> Object point labels
++++++
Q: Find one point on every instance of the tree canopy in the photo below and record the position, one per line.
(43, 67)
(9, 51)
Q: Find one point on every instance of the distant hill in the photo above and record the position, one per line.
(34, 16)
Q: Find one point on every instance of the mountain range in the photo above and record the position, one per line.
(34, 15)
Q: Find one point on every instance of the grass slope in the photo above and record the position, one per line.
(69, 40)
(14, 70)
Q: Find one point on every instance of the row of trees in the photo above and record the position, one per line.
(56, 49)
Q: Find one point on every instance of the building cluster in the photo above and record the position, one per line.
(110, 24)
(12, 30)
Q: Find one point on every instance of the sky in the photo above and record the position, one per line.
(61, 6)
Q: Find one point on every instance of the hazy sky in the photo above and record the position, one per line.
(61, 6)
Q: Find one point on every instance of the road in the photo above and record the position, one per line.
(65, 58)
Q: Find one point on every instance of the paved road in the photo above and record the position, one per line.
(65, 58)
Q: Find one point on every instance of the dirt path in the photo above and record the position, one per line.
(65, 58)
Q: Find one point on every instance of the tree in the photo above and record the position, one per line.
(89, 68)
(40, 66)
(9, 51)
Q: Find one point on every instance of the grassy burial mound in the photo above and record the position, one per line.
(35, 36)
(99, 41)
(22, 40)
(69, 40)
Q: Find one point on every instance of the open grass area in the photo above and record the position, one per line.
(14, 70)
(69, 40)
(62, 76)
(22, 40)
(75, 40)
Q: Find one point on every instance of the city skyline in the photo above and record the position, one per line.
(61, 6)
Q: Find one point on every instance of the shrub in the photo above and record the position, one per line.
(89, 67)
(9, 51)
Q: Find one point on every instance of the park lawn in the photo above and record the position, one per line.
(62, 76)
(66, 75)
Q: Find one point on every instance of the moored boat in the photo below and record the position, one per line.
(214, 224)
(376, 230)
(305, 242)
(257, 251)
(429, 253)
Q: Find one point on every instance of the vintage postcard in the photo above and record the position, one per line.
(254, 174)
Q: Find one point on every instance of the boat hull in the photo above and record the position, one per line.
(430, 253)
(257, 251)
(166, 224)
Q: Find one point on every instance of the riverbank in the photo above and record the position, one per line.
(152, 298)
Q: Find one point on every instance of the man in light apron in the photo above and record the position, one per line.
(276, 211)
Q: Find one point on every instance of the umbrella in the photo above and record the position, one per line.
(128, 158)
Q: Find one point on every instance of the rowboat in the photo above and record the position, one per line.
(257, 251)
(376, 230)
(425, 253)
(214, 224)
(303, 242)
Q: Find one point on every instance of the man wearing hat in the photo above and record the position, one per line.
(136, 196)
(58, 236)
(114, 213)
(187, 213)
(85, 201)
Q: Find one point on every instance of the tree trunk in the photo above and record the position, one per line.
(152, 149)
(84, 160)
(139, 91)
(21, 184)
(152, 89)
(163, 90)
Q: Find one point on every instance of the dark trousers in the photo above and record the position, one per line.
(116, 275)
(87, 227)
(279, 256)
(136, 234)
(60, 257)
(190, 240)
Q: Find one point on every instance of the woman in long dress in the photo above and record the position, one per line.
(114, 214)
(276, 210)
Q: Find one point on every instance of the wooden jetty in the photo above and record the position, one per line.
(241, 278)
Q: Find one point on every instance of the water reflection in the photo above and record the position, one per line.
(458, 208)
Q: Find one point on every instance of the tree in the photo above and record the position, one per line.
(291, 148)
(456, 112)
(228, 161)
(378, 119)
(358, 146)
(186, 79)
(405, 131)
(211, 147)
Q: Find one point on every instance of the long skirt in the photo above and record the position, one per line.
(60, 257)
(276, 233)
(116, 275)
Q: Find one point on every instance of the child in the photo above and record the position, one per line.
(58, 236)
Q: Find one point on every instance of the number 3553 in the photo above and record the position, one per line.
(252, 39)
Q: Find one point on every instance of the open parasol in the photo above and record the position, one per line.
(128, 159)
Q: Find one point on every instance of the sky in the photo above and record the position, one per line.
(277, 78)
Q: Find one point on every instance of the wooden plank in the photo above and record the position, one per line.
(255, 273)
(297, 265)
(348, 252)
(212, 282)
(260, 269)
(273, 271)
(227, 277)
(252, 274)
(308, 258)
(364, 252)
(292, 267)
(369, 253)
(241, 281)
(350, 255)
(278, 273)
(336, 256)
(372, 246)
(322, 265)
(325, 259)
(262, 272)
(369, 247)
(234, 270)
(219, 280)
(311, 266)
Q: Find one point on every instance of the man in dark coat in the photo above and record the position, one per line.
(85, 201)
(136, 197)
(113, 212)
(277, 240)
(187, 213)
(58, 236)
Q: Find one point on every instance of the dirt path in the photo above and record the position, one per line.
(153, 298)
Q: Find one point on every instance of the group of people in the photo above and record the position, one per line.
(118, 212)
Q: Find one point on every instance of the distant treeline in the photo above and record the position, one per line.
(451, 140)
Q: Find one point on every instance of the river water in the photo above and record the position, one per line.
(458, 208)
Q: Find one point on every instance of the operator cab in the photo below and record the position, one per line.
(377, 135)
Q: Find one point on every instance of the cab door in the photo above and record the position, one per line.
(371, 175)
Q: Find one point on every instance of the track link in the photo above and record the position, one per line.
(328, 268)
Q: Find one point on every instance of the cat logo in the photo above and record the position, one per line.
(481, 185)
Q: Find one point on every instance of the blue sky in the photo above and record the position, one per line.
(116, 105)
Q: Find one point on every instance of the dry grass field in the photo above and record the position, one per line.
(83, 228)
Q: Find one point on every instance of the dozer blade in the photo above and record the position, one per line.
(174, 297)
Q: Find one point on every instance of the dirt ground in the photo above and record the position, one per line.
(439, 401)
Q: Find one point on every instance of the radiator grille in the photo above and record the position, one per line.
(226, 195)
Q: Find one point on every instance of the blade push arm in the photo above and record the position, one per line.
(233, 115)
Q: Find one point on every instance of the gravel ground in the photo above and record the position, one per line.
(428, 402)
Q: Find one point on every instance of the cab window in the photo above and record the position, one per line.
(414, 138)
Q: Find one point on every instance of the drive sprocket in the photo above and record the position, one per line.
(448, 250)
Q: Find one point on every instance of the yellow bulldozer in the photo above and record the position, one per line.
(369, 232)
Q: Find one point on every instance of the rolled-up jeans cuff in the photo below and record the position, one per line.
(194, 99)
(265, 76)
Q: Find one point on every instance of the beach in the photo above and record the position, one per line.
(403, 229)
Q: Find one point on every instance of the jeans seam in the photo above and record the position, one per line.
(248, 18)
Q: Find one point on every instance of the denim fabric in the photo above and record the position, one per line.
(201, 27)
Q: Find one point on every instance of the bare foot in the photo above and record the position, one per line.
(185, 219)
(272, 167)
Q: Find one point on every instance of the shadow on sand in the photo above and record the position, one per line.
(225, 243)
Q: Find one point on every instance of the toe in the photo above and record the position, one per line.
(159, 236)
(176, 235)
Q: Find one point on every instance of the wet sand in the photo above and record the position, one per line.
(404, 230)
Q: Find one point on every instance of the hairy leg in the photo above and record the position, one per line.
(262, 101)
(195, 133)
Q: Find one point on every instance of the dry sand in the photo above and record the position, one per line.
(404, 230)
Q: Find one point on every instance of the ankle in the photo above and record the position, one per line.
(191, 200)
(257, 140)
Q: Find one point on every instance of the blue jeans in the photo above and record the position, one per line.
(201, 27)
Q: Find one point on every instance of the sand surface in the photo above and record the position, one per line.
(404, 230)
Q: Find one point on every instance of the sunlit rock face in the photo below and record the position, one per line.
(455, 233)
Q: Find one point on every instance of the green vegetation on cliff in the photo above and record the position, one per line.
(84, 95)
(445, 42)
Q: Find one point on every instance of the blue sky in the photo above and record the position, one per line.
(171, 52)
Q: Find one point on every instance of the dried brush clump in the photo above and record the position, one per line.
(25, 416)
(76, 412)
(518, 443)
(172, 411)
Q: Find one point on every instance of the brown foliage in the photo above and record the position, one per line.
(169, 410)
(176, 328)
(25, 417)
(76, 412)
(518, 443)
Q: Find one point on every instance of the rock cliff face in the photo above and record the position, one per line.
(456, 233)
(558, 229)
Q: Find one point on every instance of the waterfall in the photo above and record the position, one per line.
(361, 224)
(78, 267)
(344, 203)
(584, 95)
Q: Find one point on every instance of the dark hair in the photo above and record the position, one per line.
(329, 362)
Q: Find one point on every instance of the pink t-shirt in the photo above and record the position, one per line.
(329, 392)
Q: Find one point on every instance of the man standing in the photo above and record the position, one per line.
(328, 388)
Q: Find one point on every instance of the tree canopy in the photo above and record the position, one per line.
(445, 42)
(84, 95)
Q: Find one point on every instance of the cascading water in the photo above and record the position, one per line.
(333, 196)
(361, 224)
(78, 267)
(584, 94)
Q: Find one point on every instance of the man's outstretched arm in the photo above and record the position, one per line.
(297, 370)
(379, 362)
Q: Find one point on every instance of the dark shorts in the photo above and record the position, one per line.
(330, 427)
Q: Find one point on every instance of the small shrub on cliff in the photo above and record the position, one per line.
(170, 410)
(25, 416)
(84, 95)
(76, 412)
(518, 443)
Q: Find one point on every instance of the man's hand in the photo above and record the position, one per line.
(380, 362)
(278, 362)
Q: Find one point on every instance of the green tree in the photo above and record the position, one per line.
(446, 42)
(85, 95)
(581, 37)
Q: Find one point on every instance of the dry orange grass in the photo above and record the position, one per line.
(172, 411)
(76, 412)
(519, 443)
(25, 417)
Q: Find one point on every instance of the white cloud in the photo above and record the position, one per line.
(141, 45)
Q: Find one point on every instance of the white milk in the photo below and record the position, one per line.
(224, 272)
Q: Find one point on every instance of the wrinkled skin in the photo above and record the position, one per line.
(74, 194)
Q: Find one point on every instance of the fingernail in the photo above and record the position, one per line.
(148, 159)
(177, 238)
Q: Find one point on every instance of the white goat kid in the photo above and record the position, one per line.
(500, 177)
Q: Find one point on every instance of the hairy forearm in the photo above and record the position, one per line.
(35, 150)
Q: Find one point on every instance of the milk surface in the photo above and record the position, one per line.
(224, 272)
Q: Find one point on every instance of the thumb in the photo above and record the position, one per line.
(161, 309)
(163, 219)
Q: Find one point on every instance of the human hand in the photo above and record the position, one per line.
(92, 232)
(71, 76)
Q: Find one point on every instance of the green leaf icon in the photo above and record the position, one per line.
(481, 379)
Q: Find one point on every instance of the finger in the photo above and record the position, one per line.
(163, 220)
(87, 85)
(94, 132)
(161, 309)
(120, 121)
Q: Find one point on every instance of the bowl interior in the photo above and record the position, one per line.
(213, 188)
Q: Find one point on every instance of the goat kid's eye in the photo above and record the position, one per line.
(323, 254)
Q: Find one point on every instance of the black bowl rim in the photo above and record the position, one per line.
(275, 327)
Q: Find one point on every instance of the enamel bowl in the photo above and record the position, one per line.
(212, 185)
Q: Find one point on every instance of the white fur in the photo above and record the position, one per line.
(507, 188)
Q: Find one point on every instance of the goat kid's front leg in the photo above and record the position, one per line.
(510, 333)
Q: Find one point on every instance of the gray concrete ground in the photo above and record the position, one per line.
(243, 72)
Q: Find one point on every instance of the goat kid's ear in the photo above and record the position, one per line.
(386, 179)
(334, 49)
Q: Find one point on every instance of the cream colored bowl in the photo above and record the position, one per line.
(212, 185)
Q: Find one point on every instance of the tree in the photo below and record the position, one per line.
++++++
> The task
Output only the lines running from the line with "Q: Find one point on every instance of the fingernail" through the final line of the data, inclusive.

> Expected answer
Q: Find one point on every instance of the fingernail in the photo above and record the position, one per line.
(148, 159)
(177, 238)
Q: Find one point on every instance of the white goat kid in the photo above and record the position, one per line.
(500, 177)
Q: Find one point on every instance of the hairy forearm in the photo above and record the position, one per line.
(35, 150)
Q: Find one point on every instance of the milk surface in the photo above and record the position, one per line.
(224, 272)
Q: Find one point on every instance of the thumb in the photo above and record the position, one per line.
(161, 309)
(163, 219)
Q: Find one point on every instance of the human hand in the photo above and record the position, one per line.
(92, 232)
(71, 76)
Q: Find one point on every instance of the green leaf icon in the photo above and record the position, one per line.
(481, 379)
Q: Find one point on every instance of the finger in the photo above and record the position, one per line.
(163, 220)
(87, 85)
(94, 132)
(161, 309)
(120, 121)
Q: Find one point on every instance of the bowl interior in the photo above and record the position, one per line.
(213, 188)
Q: Find one point on every instance of the goat kid's eye in the photo above and record the position, one per line.
(323, 254)
Q: Find one point on every instance of the black bowl rim in the photo above and record the position, one per line.
(275, 327)
Q: Find one point on every instance of the enamel bowl in the photo above and record the position, one per line.
(212, 185)
Q: Find one point on every instance of the white fur in the photo above and record the position, one per line.
(507, 188)
Q: Find one point on every instance of the goat kid's front leg in the photo above and record the position, one per line.
(510, 333)
Q: Find one point on every instance of the gray concrete ground in the photo above and record the position, one per line.
(243, 72)
Q: Find one point on every instance of the goat kid's ear in the photo above and record the position, one per line.
(386, 179)
(334, 49)
Q: Find one point on every instance of the cream colored bowl in the photo above and record the position, one per line.
(212, 185)
Q: Find one point on every instance of the tree in the photo below and record the position, one per line.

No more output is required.